Vera Mukhina

A portrait by Mikhail Nesterov
Memorial plaque in Riga, Turgeneva 23/25

Vera Ignatyevna Mukhina (Russian: Вера Игнатьевна Мухина; Latvian: Vera Muhina; July 1, 1889 O.S. June 19] in Riga6 October 1953 in Moscow) was a prominent Soviet sculptor.

She was born in Riga into a wealthy merchant family, she lived at Turgeneva st. 23/25. In the memory of this, a memorial plaque was placed at this house. Later moved to Moscow, where she studied at different private art schools, including that of Konstantin Yuon and Ilya Mashkov. In 1912 she travelled to Paris, where she attended the Académie de la Grande Chaumière, taking lessons from Emile-Antoine Bourdelle. She later went to Italy to explore the art and sculptures of the Renaissance period. In 1918 she married Alexei Zamkov, a military surgeon.

Her most celebrated work is the giant monument Worker and Kolkhoz Woman which was the centerpiece of the Soviet pavilion at the 1937 International Exhibition in Paris. The 24-meter-tall, 75-ton sculpture was made of sheets of stainless steel connected together with an innovative method of spot welding. One hand of each figure holds respectively a hammer and a sickle, the two implements joining to form the hammer and sickle symbol of the Soviet Union. In 1947 the sculpture, now installed at the All-Russia Exhibition Centre (then "All-Soviet..."), became the symbol of the Russian Mosfilm studio.

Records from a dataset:

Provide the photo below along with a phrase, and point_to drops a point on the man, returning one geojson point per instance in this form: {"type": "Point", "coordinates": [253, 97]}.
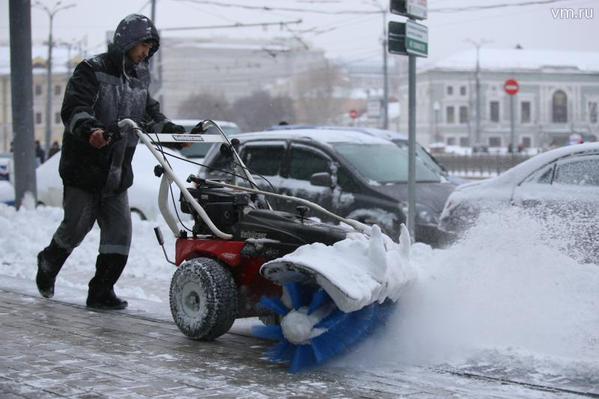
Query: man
{"type": "Point", "coordinates": [95, 163]}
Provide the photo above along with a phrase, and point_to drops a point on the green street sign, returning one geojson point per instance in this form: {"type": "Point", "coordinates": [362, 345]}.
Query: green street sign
{"type": "Point", "coordinates": [416, 39]}
{"type": "Point", "coordinates": [408, 38]}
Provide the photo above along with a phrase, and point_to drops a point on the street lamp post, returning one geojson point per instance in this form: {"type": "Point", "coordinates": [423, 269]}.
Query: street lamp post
{"type": "Point", "coordinates": [51, 13]}
{"type": "Point", "coordinates": [436, 109]}
{"type": "Point", "coordinates": [477, 89]}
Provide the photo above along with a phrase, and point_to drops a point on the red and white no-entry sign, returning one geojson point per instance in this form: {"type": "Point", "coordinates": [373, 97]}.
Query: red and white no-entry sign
{"type": "Point", "coordinates": [511, 87]}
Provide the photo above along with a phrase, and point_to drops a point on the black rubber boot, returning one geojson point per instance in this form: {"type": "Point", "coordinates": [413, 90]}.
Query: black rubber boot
{"type": "Point", "coordinates": [49, 263]}
{"type": "Point", "coordinates": [101, 288]}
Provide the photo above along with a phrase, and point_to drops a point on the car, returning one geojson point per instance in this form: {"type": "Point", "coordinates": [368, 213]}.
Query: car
{"type": "Point", "coordinates": [197, 151]}
{"type": "Point", "coordinates": [399, 139]}
{"type": "Point", "coordinates": [143, 194]}
{"type": "Point", "coordinates": [350, 173]}
{"type": "Point", "coordinates": [563, 182]}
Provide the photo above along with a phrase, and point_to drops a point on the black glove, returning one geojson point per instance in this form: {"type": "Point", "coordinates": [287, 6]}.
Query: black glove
{"type": "Point", "coordinates": [170, 127]}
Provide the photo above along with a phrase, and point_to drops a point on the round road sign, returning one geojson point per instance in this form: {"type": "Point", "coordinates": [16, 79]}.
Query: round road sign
{"type": "Point", "coordinates": [511, 87]}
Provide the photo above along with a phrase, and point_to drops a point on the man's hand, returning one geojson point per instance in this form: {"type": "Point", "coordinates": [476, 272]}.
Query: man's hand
{"type": "Point", "coordinates": [97, 140]}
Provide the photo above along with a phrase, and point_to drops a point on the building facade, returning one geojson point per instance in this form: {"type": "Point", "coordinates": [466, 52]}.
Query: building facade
{"type": "Point", "coordinates": [234, 68]}
{"type": "Point", "coordinates": [60, 76]}
{"type": "Point", "coordinates": [558, 98]}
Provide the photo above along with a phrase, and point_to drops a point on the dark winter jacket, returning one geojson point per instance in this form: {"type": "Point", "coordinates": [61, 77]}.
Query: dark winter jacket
{"type": "Point", "coordinates": [103, 90]}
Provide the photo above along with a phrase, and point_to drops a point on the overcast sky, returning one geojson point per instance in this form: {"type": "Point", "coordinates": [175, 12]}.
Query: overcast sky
{"type": "Point", "coordinates": [331, 25]}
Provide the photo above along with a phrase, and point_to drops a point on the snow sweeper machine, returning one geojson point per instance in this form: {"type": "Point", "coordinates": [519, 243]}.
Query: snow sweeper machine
{"type": "Point", "coordinates": [319, 288]}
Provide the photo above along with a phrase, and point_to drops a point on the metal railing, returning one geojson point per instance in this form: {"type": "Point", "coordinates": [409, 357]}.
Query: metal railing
{"type": "Point", "coordinates": [479, 164]}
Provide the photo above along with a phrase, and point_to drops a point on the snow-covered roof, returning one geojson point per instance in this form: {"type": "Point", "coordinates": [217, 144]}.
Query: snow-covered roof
{"type": "Point", "coordinates": [519, 172]}
{"type": "Point", "coordinates": [60, 56]}
{"type": "Point", "coordinates": [327, 136]}
{"type": "Point", "coordinates": [521, 59]}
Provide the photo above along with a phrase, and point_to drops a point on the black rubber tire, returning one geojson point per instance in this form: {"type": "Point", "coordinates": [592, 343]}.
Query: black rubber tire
{"type": "Point", "coordinates": [203, 299]}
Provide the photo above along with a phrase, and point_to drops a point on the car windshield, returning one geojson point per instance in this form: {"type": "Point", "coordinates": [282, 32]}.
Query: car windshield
{"type": "Point", "coordinates": [199, 150]}
{"type": "Point", "coordinates": [384, 163]}
{"type": "Point", "coordinates": [421, 153]}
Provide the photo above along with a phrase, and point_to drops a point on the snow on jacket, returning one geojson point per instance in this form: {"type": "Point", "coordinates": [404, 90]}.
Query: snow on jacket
{"type": "Point", "coordinates": [103, 90]}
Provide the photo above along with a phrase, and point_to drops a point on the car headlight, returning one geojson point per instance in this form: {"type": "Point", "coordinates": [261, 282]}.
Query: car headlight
{"type": "Point", "coordinates": [424, 214]}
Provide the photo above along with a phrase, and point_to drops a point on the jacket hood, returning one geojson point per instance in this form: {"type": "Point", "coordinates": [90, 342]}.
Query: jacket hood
{"type": "Point", "coordinates": [133, 29]}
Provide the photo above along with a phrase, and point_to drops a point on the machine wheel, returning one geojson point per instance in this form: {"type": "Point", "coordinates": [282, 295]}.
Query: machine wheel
{"type": "Point", "coordinates": [203, 299]}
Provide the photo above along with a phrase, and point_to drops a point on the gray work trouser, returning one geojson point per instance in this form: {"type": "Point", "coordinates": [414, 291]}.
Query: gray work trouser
{"type": "Point", "coordinates": [82, 209]}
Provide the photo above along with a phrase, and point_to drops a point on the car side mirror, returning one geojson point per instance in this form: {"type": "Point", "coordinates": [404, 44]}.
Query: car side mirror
{"type": "Point", "coordinates": [321, 179]}
{"type": "Point", "coordinates": [227, 151]}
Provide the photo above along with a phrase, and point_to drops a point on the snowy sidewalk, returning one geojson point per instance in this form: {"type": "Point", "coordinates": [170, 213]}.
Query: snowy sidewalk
{"type": "Point", "coordinates": [58, 349]}
{"type": "Point", "coordinates": [53, 349]}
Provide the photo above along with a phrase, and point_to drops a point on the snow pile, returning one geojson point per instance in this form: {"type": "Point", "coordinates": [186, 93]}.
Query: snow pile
{"type": "Point", "coordinates": [507, 291]}
{"type": "Point", "coordinates": [355, 272]}
{"type": "Point", "coordinates": [26, 232]}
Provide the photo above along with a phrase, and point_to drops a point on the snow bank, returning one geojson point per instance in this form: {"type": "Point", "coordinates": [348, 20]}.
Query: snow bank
{"type": "Point", "coordinates": [508, 292]}
{"type": "Point", "coordinates": [24, 233]}
{"type": "Point", "coordinates": [354, 272]}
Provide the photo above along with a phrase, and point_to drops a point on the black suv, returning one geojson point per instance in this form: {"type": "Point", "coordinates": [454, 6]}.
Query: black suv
{"type": "Point", "coordinates": [350, 173]}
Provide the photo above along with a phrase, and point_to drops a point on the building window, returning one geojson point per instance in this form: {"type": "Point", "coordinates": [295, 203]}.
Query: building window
{"type": "Point", "coordinates": [494, 111]}
{"type": "Point", "coordinates": [463, 114]}
{"type": "Point", "coordinates": [525, 112]}
{"type": "Point", "coordinates": [560, 107]}
{"type": "Point", "coordinates": [450, 114]}
{"type": "Point", "coordinates": [593, 111]}
{"type": "Point", "coordinates": [494, 141]}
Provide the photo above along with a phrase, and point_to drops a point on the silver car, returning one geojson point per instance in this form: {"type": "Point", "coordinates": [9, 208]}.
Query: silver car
{"type": "Point", "coordinates": [561, 183]}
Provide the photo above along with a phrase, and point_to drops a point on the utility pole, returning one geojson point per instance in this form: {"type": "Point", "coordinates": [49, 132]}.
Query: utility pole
{"type": "Point", "coordinates": [155, 64]}
{"type": "Point", "coordinates": [385, 75]}
{"type": "Point", "coordinates": [411, 39]}
{"type": "Point", "coordinates": [51, 13]}
{"type": "Point", "coordinates": [22, 99]}
{"type": "Point", "coordinates": [477, 90]}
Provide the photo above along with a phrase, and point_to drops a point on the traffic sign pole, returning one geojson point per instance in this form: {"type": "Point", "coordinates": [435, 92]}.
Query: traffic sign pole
{"type": "Point", "coordinates": [512, 87]}
{"type": "Point", "coordinates": [412, 145]}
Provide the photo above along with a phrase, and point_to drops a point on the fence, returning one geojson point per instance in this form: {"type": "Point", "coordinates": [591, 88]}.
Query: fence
{"type": "Point", "coordinates": [479, 165]}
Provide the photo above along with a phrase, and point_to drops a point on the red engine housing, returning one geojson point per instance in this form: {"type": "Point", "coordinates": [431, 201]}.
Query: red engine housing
{"type": "Point", "coordinates": [251, 286]}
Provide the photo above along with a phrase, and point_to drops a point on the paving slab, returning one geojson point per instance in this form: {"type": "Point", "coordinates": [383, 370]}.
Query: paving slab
{"type": "Point", "coordinates": [56, 349]}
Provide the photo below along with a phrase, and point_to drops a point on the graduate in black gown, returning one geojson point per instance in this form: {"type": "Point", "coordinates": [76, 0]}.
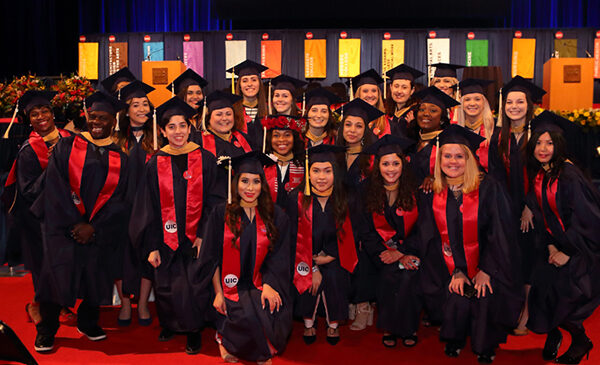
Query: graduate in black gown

EXERCISE:
According to the text on Vera Mukhina, why was a memorial plaque placed at the house on Turgeneva st. 23/25 in Riga?

ANSWER SPACE:
Mukhina was born in Riga and lived at Turgeneva st. 23/25. The plaque was placed at the house in memory of this.